→ **YOUR OBJECTIVE**
Transcribe every one of the records below, reproducing each line without change.

+ + + + +

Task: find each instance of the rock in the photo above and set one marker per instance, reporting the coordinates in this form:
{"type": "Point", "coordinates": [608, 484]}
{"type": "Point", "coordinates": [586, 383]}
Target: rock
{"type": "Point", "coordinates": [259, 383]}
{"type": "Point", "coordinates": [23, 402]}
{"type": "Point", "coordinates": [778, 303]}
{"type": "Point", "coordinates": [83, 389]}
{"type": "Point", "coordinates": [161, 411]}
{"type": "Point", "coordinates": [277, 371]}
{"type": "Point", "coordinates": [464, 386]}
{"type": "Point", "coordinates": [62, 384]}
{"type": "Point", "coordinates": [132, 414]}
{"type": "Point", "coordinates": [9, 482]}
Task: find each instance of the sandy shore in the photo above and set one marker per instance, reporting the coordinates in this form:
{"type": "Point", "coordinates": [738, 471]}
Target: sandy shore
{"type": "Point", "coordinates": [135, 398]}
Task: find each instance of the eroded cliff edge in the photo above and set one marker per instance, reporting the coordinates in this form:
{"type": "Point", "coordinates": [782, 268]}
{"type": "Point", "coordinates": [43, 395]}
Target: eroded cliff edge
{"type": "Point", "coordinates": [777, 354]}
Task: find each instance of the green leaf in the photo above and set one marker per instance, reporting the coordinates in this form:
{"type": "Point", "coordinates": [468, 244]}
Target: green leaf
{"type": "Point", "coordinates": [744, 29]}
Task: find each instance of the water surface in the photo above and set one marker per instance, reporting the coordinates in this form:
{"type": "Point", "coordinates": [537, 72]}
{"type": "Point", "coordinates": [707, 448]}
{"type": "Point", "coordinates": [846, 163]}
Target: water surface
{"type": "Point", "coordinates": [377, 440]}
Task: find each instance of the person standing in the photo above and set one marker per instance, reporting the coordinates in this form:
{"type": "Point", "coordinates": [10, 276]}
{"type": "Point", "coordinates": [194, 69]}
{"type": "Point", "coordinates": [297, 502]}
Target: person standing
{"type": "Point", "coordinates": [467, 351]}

+ + + + +

→ **RESPONSE TO THIS TASK**
Task: find each instance of the rock in the photo above and set one marker per instance, reporting the coordinates in this form:
{"type": "Point", "coordinates": [608, 484]}
{"type": "Point", "coordinates": [586, 383]}
Target: rock
{"type": "Point", "coordinates": [259, 383]}
{"type": "Point", "coordinates": [23, 402]}
{"type": "Point", "coordinates": [778, 303]}
{"type": "Point", "coordinates": [83, 389]}
{"type": "Point", "coordinates": [161, 411]}
{"type": "Point", "coordinates": [277, 371]}
{"type": "Point", "coordinates": [464, 386]}
{"type": "Point", "coordinates": [62, 384]}
{"type": "Point", "coordinates": [132, 414]}
{"type": "Point", "coordinates": [9, 482]}
Task: find each instance of the sandy shore in the photo above and set one marker per instance, reporting the coordinates in this form:
{"type": "Point", "coordinates": [738, 471]}
Target: sandy shore
{"type": "Point", "coordinates": [135, 398]}
Task: find each instance of the eroded cliff edge in the photo above and set one marker per instance, reporting the coordinates in this form:
{"type": "Point", "coordinates": [782, 268]}
{"type": "Point", "coordinates": [43, 395]}
Target: eroded cliff edge
{"type": "Point", "coordinates": [777, 354]}
Task: find each instance of the green leaf in the photo above and set one marker per instance, reporting the coordinates in this form:
{"type": "Point", "coordinates": [468, 244]}
Target: green leaf
{"type": "Point", "coordinates": [744, 29]}
Task: find each instance of the water surface in the photo above and set one marker per instance, reporting the coordinates in this form:
{"type": "Point", "coordinates": [537, 72]}
{"type": "Point", "coordinates": [707, 448]}
{"type": "Point", "coordinates": [846, 163]}
Target: water surface
{"type": "Point", "coordinates": [377, 440]}
Task: find each instance of the person standing in the photo above and set one marker per instance, reporting the coordinates in this form:
{"type": "Point", "coordinates": [10, 276]}
{"type": "Point", "coordinates": [194, 69]}
{"type": "Point", "coordinates": [297, 502]}
Target: person standing
{"type": "Point", "coordinates": [467, 351]}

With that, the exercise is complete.